(Stored data entries)

▬▬▬

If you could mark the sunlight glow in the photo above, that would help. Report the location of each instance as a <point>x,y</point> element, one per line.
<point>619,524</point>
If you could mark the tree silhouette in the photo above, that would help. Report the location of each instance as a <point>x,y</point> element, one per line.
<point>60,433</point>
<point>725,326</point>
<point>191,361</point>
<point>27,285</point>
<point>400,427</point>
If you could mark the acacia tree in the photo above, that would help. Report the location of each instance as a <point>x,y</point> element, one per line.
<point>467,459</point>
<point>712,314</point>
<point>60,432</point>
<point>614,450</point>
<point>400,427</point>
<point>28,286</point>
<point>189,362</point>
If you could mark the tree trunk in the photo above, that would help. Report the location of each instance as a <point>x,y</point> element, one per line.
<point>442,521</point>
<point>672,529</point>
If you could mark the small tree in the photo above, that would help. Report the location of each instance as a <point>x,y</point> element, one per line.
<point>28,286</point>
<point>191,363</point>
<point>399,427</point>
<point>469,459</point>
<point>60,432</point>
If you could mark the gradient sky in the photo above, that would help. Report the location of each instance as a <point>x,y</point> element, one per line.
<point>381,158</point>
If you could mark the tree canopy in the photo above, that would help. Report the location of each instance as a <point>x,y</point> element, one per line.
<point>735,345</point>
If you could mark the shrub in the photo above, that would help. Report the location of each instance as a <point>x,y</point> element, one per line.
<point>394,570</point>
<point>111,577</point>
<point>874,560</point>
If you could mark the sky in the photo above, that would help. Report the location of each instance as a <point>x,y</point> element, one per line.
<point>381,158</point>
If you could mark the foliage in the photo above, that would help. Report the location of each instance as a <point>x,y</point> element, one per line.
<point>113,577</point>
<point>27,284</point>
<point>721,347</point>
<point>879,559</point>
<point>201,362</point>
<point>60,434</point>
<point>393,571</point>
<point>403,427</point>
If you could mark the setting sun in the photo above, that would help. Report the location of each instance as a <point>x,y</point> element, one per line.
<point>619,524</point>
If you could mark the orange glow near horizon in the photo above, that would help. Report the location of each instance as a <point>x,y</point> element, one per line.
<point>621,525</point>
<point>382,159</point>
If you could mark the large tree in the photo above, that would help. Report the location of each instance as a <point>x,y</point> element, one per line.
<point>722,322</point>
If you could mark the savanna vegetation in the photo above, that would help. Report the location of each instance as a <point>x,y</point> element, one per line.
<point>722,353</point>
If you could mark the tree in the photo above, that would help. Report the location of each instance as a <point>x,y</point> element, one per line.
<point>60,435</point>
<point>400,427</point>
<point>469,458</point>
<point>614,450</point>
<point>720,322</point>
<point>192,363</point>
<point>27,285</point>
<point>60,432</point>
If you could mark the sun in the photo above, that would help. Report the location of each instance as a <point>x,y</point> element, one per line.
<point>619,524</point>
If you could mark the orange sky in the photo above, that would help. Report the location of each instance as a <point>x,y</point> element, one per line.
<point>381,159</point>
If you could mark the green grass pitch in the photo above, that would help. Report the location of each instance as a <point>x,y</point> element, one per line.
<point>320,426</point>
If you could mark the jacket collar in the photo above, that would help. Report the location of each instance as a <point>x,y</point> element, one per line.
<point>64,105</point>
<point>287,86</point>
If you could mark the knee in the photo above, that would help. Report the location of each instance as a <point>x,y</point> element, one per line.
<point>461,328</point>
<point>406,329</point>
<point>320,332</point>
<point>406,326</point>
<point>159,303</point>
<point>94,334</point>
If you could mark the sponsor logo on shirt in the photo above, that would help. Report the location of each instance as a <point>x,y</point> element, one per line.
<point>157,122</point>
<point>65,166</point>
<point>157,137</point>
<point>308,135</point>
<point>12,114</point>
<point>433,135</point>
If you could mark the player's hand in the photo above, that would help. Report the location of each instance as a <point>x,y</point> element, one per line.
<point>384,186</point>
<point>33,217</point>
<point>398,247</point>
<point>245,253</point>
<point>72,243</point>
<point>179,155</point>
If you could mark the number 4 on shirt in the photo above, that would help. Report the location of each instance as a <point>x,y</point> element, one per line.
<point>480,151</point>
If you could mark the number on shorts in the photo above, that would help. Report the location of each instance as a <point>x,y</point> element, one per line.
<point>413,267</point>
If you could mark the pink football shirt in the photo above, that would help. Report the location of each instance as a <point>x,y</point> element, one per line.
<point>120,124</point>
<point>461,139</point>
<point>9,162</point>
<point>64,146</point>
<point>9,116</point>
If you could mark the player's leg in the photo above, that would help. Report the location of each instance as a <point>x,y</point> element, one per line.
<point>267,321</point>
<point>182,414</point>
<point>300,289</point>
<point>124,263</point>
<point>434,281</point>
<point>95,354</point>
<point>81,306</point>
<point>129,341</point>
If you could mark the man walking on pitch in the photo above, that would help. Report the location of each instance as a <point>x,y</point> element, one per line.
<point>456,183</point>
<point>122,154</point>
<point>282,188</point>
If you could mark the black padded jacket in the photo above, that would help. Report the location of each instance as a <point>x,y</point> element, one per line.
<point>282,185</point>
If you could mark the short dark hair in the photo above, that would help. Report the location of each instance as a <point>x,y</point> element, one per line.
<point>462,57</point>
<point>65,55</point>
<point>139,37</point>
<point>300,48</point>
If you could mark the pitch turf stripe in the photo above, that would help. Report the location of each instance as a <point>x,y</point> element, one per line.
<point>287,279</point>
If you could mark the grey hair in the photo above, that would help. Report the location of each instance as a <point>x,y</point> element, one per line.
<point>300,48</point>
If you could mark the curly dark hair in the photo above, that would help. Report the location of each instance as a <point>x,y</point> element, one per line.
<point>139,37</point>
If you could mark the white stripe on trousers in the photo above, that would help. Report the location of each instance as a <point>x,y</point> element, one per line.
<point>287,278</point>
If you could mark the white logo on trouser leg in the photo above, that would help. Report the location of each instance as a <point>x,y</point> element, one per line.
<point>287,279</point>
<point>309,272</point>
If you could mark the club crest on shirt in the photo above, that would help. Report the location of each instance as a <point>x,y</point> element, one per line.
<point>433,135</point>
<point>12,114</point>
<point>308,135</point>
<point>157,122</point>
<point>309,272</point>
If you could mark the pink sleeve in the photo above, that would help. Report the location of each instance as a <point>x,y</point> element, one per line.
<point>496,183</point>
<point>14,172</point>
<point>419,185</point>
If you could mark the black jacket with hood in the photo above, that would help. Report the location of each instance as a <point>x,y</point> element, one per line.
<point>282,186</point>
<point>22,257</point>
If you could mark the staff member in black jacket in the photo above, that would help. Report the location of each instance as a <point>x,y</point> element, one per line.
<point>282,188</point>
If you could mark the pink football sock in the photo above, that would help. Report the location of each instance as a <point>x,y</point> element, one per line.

▬▬▬

§ ABOUT THIS TASK
Please set down all of the records exactly.

§ SOLUTION TO THE PROBLEM
If you could mark the sunlight glow in the photo above, that would help. Report the location of each instance as a <point>x,y</point> element, one per line.
<point>619,524</point>
If you could mark the tree silhouette in the photo above, that would help. Report the location of each instance as a <point>x,y</point> element, one per line.
<point>60,433</point>
<point>725,326</point>
<point>191,361</point>
<point>27,285</point>
<point>400,427</point>
If you could mark the acacia tree in the photo above, that would help. Report the location of each instance as a <point>x,y</point> element, one per line.
<point>467,459</point>
<point>712,314</point>
<point>60,432</point>
<point>614,450</point>
<point>400,427</point>
<point>28,286</point>
<point>189,362</point>
If you could mark the tree trunk in the photo above, that would help. Report the location of each instance as a <point>x,y</point> element, one per line.
<point>442,521</point>
<point>672,529</point>
If you could mark the small tree in the photo above, that would help. Report the location of each instance as a <point>x,y</point> element, one per line.
<point>28,286</point>
<point>191,363</point>
<point>399,427</point>
<point>469,459</point>
<point>60,432</point>
If you could mark the gradient sky in the photo above, that would help. Report the location of each instance as a <point>x,y</point> element, one per line.
<point>381,158</point>
If you could mark the tree canopy in the photo above, that would help. Report the location of each instance as a <point>x,y</point> element, one per line.
<point>735,345</point>
If you could mark the shrub in the photo above, that would help. Report the location of each instance as a <point>x,y</point> element, one per line.
<point>394,570</point>
<point>111,577</point>
<point>874,560</point>
If you could mark the sky in the photo above, that would help. Report the location of each instance as a <point>x,y</point> element, one per line.
<point>381,158</point>
If you could mark the foliage in the photo above, that would help. Report the location of each instance as a <point>x,y</point> element, one per line.
<point>113,577</point>
<point>27,284</point>
<point>721,347</point>
<point>879,559</point>
<point>201,362</point>
<point>60,434</point>
<point>393,571</point>
<point>403,427</point>
If you could mark the setting sun in the photo above, that would help. Report the location of each instance as a <point>x,y</point> element, one per line.
<point>619,524</point>
If you could mark the orange glow near horizon in the photo above, that would help. Report the location of each instance as a <point>x,y</point> element, one per line.
<point>621,525</point>
<point>382,159</point>
If you could mark the large tree in the photo above, that would help. Report the location of each instance as a <point>x,y</point> element, one per line.
<point>722,322</point>
If you could mark the savanna vegetation in the photo above, that would help. Report the location of each instance as a <point>x,y</point> element, one per line.
<point>722,353</point>
If you could mark the tree in the photo above, that would help. Report the location of each instance as a <point>x,y</point> element, one per line.
<point>60,435</point>
<point>400,427</point>
<point>469,458</point>
<point>614,450</point>
<point>720,322</point>
<point>192,363</point>
<point>27,285</point>
<point>60,432</point>
If you could mark the sun in the photo above, that would help. Report the location of each instance as a <point>x,y</point> element, one per line.
<point>619,524</point>
If you could mark the orange sky in the photo above, that would help. Report the location of each instance as a <point>x,y</point> element, one per line.
<point>381,159</point>
If you could mark the green grass pitch in the photo above, that would help. Report the location of each instance as a <point>x,y</point> element, one per line.
<point>320,426</point>
If you could mark the jacket collar in the photo above, that would help. Report the location of each instance as a <point>x,y</point> element, one per line.
<point>64,105</point>
<point>287,86</point>
If you could mark the knee in the photo above, that would help. Report the location of each instance as a <point>x,y</point> element, one per line.
<point>461,328</point>
<point>406,329</point>
<point>320,332</point>
<point>406,326</point>
<point>159,303</point>
<point>94,334</point>
If you could mark the sponsor logo on shirt in the photo above, that would help. Report the location of each instance as a <point>x,y</point> element, one per line.
<point>157,122</point>
<point>65,166</point>
<point>157,137</point>
<point>308,135</point>
<point>12,114</point>
<point>433,135</point>
If you could mark the player's hand in the photo above, that would help. Report the location of each instance as a <point>x,y</point> element, one per line.
<point>384,186</point>
<point>33,217</point>
<point>398,247</point>
<point>245,253</point>
<point>72,243</point>
<point>179,155</point>
If you could mark the number 4 on shirt in the photo above, that would help. Report the location of each instance as a <point>x,y</point> element, one per line.
<point>480,151</point>
If you could mark the number on shorts in the photo above, that would help. Report the location of each instance as a <point>x,y</point> element, one per line.
<point>413,267</point>
If you could mark the pink football shirt in the photo above, that would help. Report the location of each instance as a <point>x,y</point> element, one per line.
<point>120,124</point>
<point>461,139</point>
<point>9,162</point>
<point>64,146</point>
<point>9,116</point>
If you could mark the player's leg in the photo above, that would help. Report the location of each instance as a <point>x,y</point> element, one per line.
<point>267,321</point>
<point>182,414</point>
<point>300,289</point>
<point>124,263</point>
<point>434,281</point>
<point>95,354</point>
<point>81,306</point>
<point>129,341</point>
If you could mark the man walking on pitch in the photo above, that would help. Report the location of each instance as a <point>x,y</point> element, one per line.
<point>456,183</point>
<point>122,154</point>
<point>282,188</point>
If you could mark the black padded jacket in the photo above, that would help. Report the location of each instance as a <point>x,y</point> element, one per line.
<point>282,185</point>
If you could mark the short dark hair in the photo above, that would help. Report the location of each instance as a <point>x,y</point> element, one per line.
<point>462,57</point>
<point>65,55</point>
<point>139,37</point>
<point>300,48</point>
If you could mark the pitch turf stripe in the photo above, that would help. Report the location of each instance as a <point>x,y</point> element, one per line.
<point>287,279</point>
If you could mark the grey hair in the photo above, that would help. Report the location of each instance as a <point>x,y</point> element, one per line.
<point>300,48</point>
If you could mark the curly dark hair in the photo above, that would help. Report the location of each instance as a <point>x,y</point> element, one per line.
<point>139,37</point>
If you could mark the white stripe on trousers in the photo above, that would help. Report the location of each instance as a <point>x,y</point> element, one per line.
<point>287,278</point>
If you could mark the white logo on trouser leg in the photo above, that would help. Report the location of each instance as a <point>x,y</point> element, one per line.
<point>287,279</point>
<point>309,272</point>
If you could mark the club crest on shirt in the photo above, that would help. Report the location of each instance as a <point>x,y</point> element, one per line.
<point>433,135</point>
<point>12,114</point>
<point>308,135</point>
<point>157,122</point>
<point>309,272</point>
If you could mark the pink sleeve in the photo above, that would help. Report the location of each instance as a <point>x,y</point> element, one per line.
<point>496,183</point>
<point>14,172</point>
<point>419,185</point>
If you could mark the black jacket with hood in the photo above, that would help. Report the location of each instance as a <point>x,y</point> element, one per line.
<point>282,186</point>
<point>22,257</point>
If you could mark the staff member in black jacket in the photo above, that would help. Report the location of each instance as a <point>x,y</point> element, one per line.
<point>282,188</point>
If you could mark the pink football sock in the photo above, that would help. Report the location of each instance as a <point>x,y</point> element, one per line.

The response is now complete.